TEXT FOR ANALYSIS -

_____

Founding Applied AI Engineer (Eval-Driven)

Airtree

Airtree

Software Engineering, Data Science
Sydney, NSW, Australia
Posted on Jan 19, 2026

This role is for one of our portfolio companies, not internally at Airtree. Your application will be reviewed by the founder, not an Airtree employee.


This early stage company, still operating in stealth, is on a mission to eradicate cost overruns in construction, a $3 trillion problem that slows down cities, destroys margins, and erodes trust between builders and clients.

Over 90% of construction projects go over budget, eroding builder margins and stalling progress across the industry. Our platform takes a new approach to helping builders stay on budget by detecting and preventing costly variations before they spiral. Our AI-powered early warning system gives builders control over project costs — protecting time, margin, and reputation on every build.

We are at the start of something big and we’re looking for an Applied AI Engineer (Eval-driven) to build and ship design-audit workflows that consistently meet measurable quality bars. This role blends ML engineering and data science, with a heavy emphasis on problem definition, evaluation, and reliability in real customer workflows.

Responsibilities

  • Define evaluation problems: success criteria, failure modes, datasets, labelling guidelines, and score functions.
  • Build and maintain an evaluation harness: regression tests, edge-case suites, and quality dashboards to prevent backsliding.
  • Implement workflow systems end-to-end (data → model/LLM components → post-processing → acceptance testing) until they pass eval thresholds.
  • Partner with product and domain stakeholders to translate messy real-world requirements into testable specs.
  • Strong Python skills and practical experience shipping ML/AI systems (not just experimentation).
  • Demonstrated experience designing evals for ML/LLM systems (offline metrics, gold sets, error analysis, regression testing, monitoring).
  • Comfort working across data science + engineering tasks: data wrangling, feature/label design, model/LLM iteration, and productionization.
  • High ownership and intensity: persistence in closing the loop from “fails eval” to “passes consistently.”

Nice to have

  • Experience with document understanding (OCR, parsing, classification/extraction) and structured outputs (schemas, validators).
  • Familiarity with AEC/construction workflows (design coordination, QA/compliance, BIM concepts like IFC/Revit).
  • Experience building human-in-the-loop review systems and adjudication processes to improve training/eval data.

_____

DATASET CONTENT -
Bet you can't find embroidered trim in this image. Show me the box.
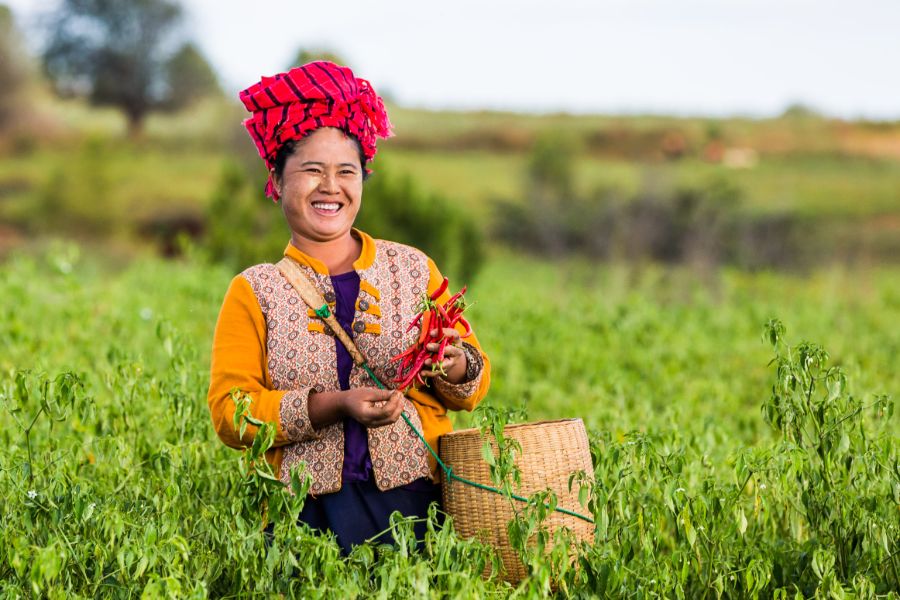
[359,279,381,300]
[356,298,381,319]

_____

PROBLEM REQUIREMENTS -
Copy the job posting from "This early stage" up to and including "on every build.", replacing every "builders" with "contractors". The lines have no connection to the job posting.

EXPECTED OUTPUT -
This early stage company, still operating in stealth, is on a mission to eradicate cost overruns in construction, a $3 trillion problem that slows down cities, destroys margins, and erodes trust between contractors and clients.

Over 90% of construction projects go over budget, eroding builder margins and stalling progress across the industry. Our platform takes a new approach to helping contractors stay on budget by detecting and preventing costly variations before they spiral. Our AI-powered early warning system gives contractors control over project costs — protecting time, margin, and reputation on every build.